▶ TRY IT: In the listing below, pick out lines with "right".

▶ INFORMATION PROVIDED:
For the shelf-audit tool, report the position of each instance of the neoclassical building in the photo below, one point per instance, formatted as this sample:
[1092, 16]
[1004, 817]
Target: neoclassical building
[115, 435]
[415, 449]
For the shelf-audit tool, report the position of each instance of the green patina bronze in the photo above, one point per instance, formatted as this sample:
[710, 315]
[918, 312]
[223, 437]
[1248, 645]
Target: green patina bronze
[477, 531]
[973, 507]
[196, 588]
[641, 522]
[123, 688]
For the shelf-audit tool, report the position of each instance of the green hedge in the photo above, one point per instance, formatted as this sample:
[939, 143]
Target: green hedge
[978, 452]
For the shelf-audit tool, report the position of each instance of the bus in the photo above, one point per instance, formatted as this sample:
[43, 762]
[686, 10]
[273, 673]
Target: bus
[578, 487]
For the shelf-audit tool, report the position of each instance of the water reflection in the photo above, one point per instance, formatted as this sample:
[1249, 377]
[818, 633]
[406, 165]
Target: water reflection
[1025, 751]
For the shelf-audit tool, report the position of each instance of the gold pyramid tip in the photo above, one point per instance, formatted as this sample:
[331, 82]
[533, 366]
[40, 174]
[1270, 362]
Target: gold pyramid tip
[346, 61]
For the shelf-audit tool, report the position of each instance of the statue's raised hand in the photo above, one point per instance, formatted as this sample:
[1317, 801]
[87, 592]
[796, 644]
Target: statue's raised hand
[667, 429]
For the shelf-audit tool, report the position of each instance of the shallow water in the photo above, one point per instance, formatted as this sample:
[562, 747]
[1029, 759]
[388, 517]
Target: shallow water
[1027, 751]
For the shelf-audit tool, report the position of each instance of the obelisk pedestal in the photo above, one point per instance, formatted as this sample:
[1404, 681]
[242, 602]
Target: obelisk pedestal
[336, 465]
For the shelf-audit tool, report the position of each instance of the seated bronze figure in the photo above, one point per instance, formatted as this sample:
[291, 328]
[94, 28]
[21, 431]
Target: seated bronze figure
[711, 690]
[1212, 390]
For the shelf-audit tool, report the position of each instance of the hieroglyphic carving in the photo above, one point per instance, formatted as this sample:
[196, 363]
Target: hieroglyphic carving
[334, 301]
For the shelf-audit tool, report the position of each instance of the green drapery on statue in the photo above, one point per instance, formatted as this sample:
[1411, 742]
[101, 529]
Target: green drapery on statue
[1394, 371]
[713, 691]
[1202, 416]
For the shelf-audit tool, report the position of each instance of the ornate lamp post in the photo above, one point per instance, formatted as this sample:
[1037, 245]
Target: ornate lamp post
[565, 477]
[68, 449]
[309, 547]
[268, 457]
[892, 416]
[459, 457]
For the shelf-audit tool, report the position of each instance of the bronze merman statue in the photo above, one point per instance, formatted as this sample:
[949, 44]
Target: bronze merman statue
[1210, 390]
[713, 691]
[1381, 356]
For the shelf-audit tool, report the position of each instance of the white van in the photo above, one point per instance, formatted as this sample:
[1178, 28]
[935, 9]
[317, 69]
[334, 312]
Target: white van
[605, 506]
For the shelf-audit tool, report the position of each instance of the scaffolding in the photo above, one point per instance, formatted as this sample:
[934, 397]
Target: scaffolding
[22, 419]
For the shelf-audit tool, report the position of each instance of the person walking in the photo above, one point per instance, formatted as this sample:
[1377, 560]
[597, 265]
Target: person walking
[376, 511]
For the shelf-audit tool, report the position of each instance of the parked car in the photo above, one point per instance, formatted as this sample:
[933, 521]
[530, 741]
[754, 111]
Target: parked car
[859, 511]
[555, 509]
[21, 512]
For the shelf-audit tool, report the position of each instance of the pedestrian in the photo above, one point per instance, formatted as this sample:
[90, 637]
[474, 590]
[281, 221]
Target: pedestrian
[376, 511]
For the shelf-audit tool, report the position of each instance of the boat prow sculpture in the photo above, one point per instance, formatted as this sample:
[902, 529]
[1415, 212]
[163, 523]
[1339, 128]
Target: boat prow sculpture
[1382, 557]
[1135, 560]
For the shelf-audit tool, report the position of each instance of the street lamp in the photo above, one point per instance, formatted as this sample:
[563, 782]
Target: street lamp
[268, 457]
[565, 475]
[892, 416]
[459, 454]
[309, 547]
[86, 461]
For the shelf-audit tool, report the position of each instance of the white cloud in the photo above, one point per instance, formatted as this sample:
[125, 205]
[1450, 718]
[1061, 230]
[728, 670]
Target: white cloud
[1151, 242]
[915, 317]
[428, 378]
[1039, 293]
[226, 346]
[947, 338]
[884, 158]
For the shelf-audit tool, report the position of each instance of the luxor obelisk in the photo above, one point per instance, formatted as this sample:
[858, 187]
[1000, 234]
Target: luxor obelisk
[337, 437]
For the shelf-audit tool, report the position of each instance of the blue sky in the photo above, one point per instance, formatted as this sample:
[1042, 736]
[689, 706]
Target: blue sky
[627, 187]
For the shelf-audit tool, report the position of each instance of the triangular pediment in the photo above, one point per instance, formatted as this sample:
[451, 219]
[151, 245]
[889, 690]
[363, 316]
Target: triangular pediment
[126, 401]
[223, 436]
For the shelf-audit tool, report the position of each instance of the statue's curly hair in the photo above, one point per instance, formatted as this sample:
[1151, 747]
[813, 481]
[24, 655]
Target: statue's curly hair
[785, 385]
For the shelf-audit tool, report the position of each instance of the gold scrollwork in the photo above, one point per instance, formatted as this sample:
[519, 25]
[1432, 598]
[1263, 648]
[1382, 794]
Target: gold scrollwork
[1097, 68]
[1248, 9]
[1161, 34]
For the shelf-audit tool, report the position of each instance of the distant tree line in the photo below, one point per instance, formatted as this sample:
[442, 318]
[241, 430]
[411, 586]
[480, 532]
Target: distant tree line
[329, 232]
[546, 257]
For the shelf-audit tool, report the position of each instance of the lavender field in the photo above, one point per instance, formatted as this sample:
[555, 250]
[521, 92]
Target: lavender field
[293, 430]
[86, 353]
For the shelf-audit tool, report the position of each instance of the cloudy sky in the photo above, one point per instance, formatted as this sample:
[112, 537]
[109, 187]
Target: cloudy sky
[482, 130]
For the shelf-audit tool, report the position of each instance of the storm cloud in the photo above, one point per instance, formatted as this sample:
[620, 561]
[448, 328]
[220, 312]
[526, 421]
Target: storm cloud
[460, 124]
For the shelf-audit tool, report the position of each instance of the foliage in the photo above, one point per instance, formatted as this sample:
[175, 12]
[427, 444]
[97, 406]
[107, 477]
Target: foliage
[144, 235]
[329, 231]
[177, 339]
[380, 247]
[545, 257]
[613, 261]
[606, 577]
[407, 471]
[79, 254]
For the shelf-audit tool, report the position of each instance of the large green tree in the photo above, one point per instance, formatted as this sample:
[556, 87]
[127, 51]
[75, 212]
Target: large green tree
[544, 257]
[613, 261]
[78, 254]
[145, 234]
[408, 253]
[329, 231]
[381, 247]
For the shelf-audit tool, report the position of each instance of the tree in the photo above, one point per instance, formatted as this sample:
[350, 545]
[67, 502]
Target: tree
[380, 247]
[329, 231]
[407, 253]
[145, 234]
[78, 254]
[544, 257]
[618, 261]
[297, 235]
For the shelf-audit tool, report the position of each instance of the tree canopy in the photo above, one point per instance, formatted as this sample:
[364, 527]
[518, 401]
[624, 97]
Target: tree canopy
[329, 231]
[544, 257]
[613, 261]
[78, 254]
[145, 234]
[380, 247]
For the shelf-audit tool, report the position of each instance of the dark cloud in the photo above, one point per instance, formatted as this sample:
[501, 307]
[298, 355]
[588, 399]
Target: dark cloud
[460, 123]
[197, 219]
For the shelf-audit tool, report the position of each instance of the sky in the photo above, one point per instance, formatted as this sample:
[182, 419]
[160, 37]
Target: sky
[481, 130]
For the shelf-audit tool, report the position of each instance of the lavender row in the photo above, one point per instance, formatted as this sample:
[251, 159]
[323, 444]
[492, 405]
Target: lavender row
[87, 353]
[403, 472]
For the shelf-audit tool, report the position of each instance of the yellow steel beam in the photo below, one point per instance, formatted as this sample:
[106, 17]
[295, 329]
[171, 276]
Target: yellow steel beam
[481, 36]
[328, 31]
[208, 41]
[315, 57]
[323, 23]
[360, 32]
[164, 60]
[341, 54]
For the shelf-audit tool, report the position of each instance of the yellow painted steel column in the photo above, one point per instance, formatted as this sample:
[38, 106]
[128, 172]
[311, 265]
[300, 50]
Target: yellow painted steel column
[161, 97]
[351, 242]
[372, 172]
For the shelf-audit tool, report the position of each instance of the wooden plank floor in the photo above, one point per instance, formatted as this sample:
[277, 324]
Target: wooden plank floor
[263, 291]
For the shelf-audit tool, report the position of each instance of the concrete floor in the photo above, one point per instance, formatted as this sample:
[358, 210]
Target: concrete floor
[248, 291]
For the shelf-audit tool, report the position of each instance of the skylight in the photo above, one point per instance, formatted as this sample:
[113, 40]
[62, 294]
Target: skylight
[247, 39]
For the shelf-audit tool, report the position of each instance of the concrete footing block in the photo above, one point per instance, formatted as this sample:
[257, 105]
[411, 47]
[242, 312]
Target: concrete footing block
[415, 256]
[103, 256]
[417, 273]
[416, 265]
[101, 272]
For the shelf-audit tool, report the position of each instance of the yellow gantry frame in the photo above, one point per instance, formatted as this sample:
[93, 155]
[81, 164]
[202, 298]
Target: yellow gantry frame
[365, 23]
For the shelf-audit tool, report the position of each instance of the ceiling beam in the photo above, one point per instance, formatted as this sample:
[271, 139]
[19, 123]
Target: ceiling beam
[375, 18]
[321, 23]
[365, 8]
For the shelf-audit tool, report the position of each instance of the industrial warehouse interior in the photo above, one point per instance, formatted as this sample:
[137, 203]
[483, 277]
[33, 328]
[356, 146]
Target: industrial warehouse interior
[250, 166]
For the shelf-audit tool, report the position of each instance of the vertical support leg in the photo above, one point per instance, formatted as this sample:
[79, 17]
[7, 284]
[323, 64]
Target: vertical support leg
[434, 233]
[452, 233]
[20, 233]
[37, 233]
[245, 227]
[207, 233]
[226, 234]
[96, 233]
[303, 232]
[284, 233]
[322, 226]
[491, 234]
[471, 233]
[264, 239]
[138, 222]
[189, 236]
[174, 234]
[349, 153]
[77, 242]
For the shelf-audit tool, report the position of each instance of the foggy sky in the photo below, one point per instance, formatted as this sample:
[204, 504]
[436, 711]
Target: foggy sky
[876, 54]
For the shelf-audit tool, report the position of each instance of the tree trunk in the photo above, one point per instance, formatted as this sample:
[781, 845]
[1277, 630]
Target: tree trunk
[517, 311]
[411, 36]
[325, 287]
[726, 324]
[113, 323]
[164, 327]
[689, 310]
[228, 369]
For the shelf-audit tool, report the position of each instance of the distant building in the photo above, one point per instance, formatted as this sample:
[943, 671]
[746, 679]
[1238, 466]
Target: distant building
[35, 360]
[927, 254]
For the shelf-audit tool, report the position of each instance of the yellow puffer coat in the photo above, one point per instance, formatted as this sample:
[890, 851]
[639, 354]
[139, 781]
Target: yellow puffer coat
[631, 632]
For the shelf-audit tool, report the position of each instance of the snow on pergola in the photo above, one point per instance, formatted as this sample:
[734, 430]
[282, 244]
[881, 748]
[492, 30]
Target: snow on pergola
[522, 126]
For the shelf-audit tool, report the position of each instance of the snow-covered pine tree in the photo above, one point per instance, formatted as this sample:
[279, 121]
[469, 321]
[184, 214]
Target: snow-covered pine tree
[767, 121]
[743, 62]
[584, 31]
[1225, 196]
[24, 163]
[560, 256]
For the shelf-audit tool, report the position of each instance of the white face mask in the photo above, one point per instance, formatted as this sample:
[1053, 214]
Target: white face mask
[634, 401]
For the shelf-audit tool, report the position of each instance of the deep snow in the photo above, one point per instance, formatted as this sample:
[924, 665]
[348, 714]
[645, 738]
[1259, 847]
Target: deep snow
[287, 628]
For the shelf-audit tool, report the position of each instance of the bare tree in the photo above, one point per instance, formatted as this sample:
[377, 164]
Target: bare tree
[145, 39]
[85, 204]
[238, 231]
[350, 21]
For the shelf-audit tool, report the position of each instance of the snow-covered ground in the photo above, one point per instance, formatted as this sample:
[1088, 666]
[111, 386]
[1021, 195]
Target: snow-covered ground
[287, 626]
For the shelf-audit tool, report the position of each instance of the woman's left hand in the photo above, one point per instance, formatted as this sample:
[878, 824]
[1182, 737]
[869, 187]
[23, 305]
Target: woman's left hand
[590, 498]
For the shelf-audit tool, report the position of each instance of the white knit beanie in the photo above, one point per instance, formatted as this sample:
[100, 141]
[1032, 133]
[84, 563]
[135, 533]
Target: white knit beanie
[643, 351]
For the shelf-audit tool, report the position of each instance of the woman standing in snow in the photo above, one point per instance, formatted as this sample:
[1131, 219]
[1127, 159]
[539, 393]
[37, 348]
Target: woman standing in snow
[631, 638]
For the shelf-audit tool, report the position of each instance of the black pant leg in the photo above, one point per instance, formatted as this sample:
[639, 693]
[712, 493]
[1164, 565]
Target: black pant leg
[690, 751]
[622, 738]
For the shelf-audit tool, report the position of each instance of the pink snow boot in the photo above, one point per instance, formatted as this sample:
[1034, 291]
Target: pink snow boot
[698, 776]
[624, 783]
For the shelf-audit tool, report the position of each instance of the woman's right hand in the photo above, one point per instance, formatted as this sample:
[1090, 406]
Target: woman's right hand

▶ EXPECTED ANSWER:
For the shelf-audit tool, report the position of each instance of the woman's right hand in the photo above, one point per instance, formatted as this sample:
Target: woman's right hand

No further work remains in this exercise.